Saved data entries:

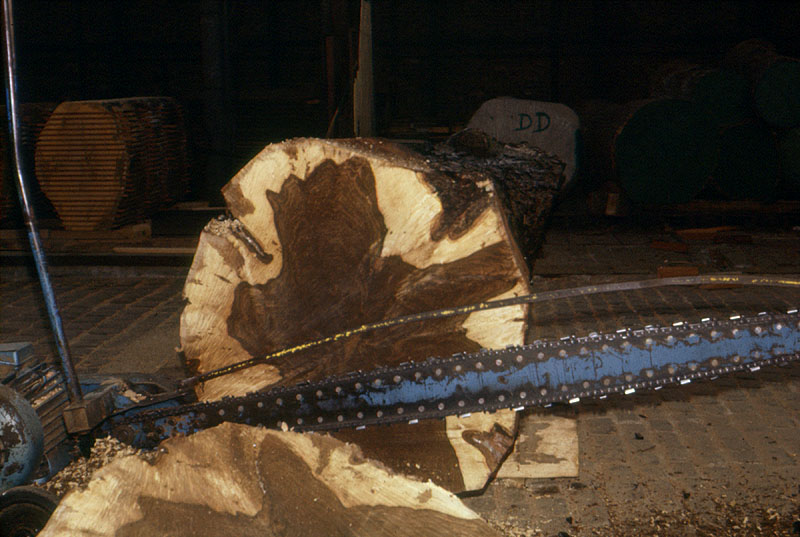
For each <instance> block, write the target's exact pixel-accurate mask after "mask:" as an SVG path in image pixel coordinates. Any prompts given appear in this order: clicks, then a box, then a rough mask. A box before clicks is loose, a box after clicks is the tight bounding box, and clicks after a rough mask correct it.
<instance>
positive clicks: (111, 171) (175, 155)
mask: <svg viewBox="0 0 800 537" xmlns="http://www.w3.org/2000/svg"><path fill="white" fill-rule="evenodd" d="M36 175H37V177H38V178H39V183H40V185H41V187H42V190H43V191H44V193H45V194H46V195H47V197H48V199H49V200H50V201H51V202H52V204H53V206H54V207H55V209H56V212H57V213H58V216H59V217H60V218H61V222H62V223H63V224H64V227H65V228H66V229H68V230H83V231H94V230H106V229H110V228H113V227H119V226H122V225H125V224H131V223H135V222H140V221H143V220H145V219H147V218H149V217H150V216H152V215H153V214H154V213H155V211H157V210H158V209H161V208H164V207H166V206H167V205H169V204H170V203H173V202H175V201H177V200H178V199H180V198H181V196H183V195H184V194H185V191H186V189H187V187H188V165H187V159H186V135H185V133H184V129H183V119H182V116H181V111H180V109H179V107H178V105H177V103H176V102H175V101H174V100H173V99H170V98H167V97H136V98H129V99H114V100H106V101H72V102H64V103H61V104H60V105H59V106H58V108H56V110H55V111H54V112H53V114H52V115H51V116H50V119H49V120H48V121H47V124H46V125H45V127H44V129H42V132H41V133H40V135H39V140H38V142H37V144H36Z"/></svg>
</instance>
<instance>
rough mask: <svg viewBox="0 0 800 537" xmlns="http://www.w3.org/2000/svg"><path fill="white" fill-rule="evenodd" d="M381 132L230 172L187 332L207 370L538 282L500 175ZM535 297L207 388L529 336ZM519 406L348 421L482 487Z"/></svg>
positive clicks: (486, 477) (344, 140) (265, 369)
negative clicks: (518, 250)
mask: <svg viewBox="0 0 800 537" xmlns="http://www.w3.org/2000/svg"><path fill="white" fill-rule="evenodd" d="M434 161H435V159H434V158H429V159H427V160H426V159H425V158H423V157H421V156H419V155H417V154H415V153H412V152H410V151H407V150H405V149H404V148H402V147H400V146H397V145H394V144H390V143H387V142H383V141H379V140H363V139H362V140H339V141H330V140H317V139H297V140H290V141H287V142H284V143H281V144H274V145H271V146H268V147H267V148H265V149H264V150H263V151H262V152H261V153H260V154H259V155H257V156H256V157H255V158H254V159H253V160H252V161H251V162H250V163H249V164H248V165H247V166H246V167H245V168H244V169H242V170H241V171H240V172H239V173H238V174H237V175H236V176H235V177H234V178H233V179H232V180H231V181H230V183H229V184H228V185H226V187H225V188H224V189H223V194H224V196H225V199H226V203H227V208H228V210H229V212H230V216H231V217H230V218H223V219H218V220H215V221H212V222H211V223H209V225H208V226H206V228H205V230H204V232H203V234H202V235H201V237H200V242H199V245H198V249H197V253H196V255H195V259H194V263H193V265H192V268H191V270H190V273H189V275H188V278H187V282H186V287H185V290H184V294H185V298H186V299H187V306H186V308H185V310H184V312H183V315H182V319H181V344H182V348H183V352H184V355H185V357H186V361H187V364H188V365H189V367H190V368H192V369H193V370H194V372H197V373H203V372H207V371H210V370H213V369H216V368H220V367H224V366H226V365H229V364H231V363H234V362H237V361H241V360H246V359H250V358H253V357H261V356H264V355H267V354H269V353H271V352H274V351H277V350H280V349H283V348H287V347H290V346H293V345H298V344H300V343H303V342H307V341H312V340H315V339H318V338H321V337H324V336H329V335H332V334H335V333H338V332H341V331H344V330H347V329H352V328H354V327H357V326H360V325H362V324H365V323H370V322H375V321H380V320H383V319H389V318H393V317H397V316H401V315H407V314H411V313H417V312H422V311H428V310H432V309H439V308H443V307H450V306H459V305H465V304H470V303H473V302H478V301H483V300H490V299H495V298H501V297H507V296H515V295H519V294H523V293H526V292H529V286H528V273H527V269H526V266H525V263H524V261H523V257H522V255H521V254H520V252H519V251H518V248H517V246H516V242H515V241H514V239H513V238H512V235H511V233H510V231H509V224H508V222H509V218H508V216H507V215H506V210H505V208H504V207H503V206H502V204H501V202H500V200H499V197H498V196H497V194H496V193H495V189H494V186H493V183H492V181H491V180H490V179H491V178H487V177H482V176H480V174H475V173H465V174H458V173H453V172H452V166H449V167H448V171H443V170H442V169H437V167H436V163H435V162H434ZM526 326H527V310H526V307H525V306H517V307H513V308H505V309H499V310H491V311H484V312H479V313H473V314H471V315H463V316H459V317H452V318H448V319H439V320H435V321H426V322H424V323H416V324H408V325H401V326H395V327H392V328H388V329H381V330H376V331H372V332H366V333H362V334H359V335H356V336H354V337H351V338H346V339H343V340H339V341H336V342H334V343H331V344H329V345H325V346H323V347H316V348H313V349H310V350H306V351H301V352H298V353H296V354H292V355H289V356H285V357H282V358H279V359H276V360H274V361H271V362H270V363H267V364H261V365H258V366H255V367H253V368H250V369H246V370H242V371H239V372H236V373H233V374H230V375H226V376H223V377H219V378H216V379H212V380H209V381H208V382H206V383H204V384H203V385H201V386H200V387H199V388H198V395H199V397H200V398H202V399H217V398H220V397H223V396H226V395H241V394H243V393H247V392H250V391H253V390H256V389H260V388H264V387H267V386H271V385H286V384H292V383H296V382H299V381H305V380H318V379H322V378H325V377H327V376H330V375H335V374H343V373H347V372H350V371H355V370H359V369H361V370H368V369H373V368H375V367H379V366H391V365H397V364H400V363H403V362H409V361H418V360H424V359H425V358H427V357H429V356H447V355H450V354H452V353H456V352H462V351H474V350H478V349H480V348H482V347H485V348H494V347H499V346H506V345H511V344H521V343H524V334H525V329H526ZM515 428H516V419H515V416H514V414H513V413H512V412H510V411H504V412H498V413H496V414H493V415H490V416H487V415H476V416H472V417H468V418H448V419H447V420H442V421H435V422H430V423H420V424H416V425H406V424H403V425H398V426H391V427H378V428H374V429H368V430H366V431H351V432H347V433H340V434H341V436H342V437H343V438H347V440H349V441H352V442H355V443H357V444H359V445H360V446H361V447H362V449H363V450H364V451H365V454H366V455H367V456H370V457H377V458H379V459H380V460H382V461H383V462H384V463H385V464H387V465H389V466H390V467H392V468H394V469H396V470H398V471H406V472H410V473H414V474H417V475H418V476H420V477H423V478H426V479H428V478H430V479H433V480H434V481H435V482H437V483H439V484H442V485H444V486H445V487H447V488H449V489H450V490H452V491H462V490H474V489H477V488H481V487H483V486H484V484H485V483H486V480H487V479H488V478H489V476H490V475H492V473H493V472H494V471H495V470H496V468H497V466H498V465H499V463H500V462H501V460H502V458H503V457H504V456H505V454H506V453H507V451H508V448H509V447H510V446H511V442H512V439H513V436H514V434H515Z"/></svg>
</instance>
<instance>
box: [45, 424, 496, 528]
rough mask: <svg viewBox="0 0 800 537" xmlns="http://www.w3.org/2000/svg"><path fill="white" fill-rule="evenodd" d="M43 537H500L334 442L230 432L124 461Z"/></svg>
mask: <svg viewBox="0 0 800 537" xmlns="http://www.w3.org/2000/svg"><path fill="white" fill-rule="evenodd" d="M40 535H41V536H43V537H47V536H53V535H74V536H76V537H80V536H87V537H88V536H92V537H100V536H116V537H123V536H139V535H171V536H175V537H180V536H187V537H188V536H190V535H208V536H223V535H252V536H256V535H259V536H263V535H268V536H287V537H289V536H292V537H294V536H297V537H300V536H303V537H305V536H308V535H352V536H356V535H364V536H381V535H386V536H389V535H392V536H402V535H408V536H412V535H413V536H425V535H455V536H463V537H467V536H478V535H481V536H492V535H497V533H496V532H494V531H493V530H492V529H491V528H490V527H489V526H488V525H487V524H486V523H485V522H484V521H483V520H481V519H480V518H479V517H478V515H476V514H475V513H474V512H473V511H471V510H470V509H468V508H467V507H466V506H464V504H463V503H461V501H460V500H459V499H458V498H456V497H455V496H453V495H452V494H451V493H449V492H447V491H446V490H443V489H442V488H440V487H438V486H436V485H434V484H432V483H430V482H428V483H424V482H419V481H414V480H411V479H408V478H405V477H402V476H399V475H396V474H394V473H392V472H391V471H389V470H387V469H385V468H383V467H381V466H380V465H378V464H376V463H374V462H372V461H369V460H365V459H364V457H363V456H362V454H361V452H360V451H359V450H358V448H357V447H356V446H353V445H348V444H344V443H342V442H340V441H338V440H336V439H334V438H331V437H329V436H321V435H316V434H298V433H282V432H277V431H267V430H266V429H263V428H254V427H248V426H243V425H233V424H223V425H220V426H219V427H215V428H213V429H209V430H207V431H203V432H200V433H198V434H196V435H193V436H190V437H185V438H175V439H171V440H168V441H167V442H165V443H164V444H163V445H162V450H161V453H160V454H159V456H158V458H157V459H156V460H155V461H150V462H148V461H144V460H142V459H140V458H138V457H137V456H128V457H124V458H121V459H118V460H116V461H114V462H112V463H111V464H109V465H108V466H106V467H105V468H103V469H101V470H99V471H98V472H97V473H96V474H95V476H94V477H93V479H92V481H91V482H90V483H89V485H88V487H87V488H86V490H85V491H80V492H77V491H76V492H73V493H72V494H69V495H68V496H66V497H65V498H64V499H63V500H62V501H61V503H60V505H59V506H58V508H57V509H56V511H55V513H53V516H52V517H51V519H50V521H49V523H48V524H47V526H46V527H45V528H44V529H43V530H42V532H41V533H40Z"/></svg>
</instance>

- **Instructions for the task**
Copy the listing word for word, starting at its beginning and ending with the line containing "positive clicks: (111, 171) (175, 155)", with the pictures left out.

- **Result of the task**
For each <instance> block, write the target's exact pixel-accurate mask after "mask:" as an SVG path in image pixel coordinates. Any prompts given appear in this order: clicks, then a box, then a rough mask. A box before clicks is loose, a box after clicks is the tight bounding box, and clicks after a rough mask correct it.
<instance>
positive clicks: (111, 171) (175, 155)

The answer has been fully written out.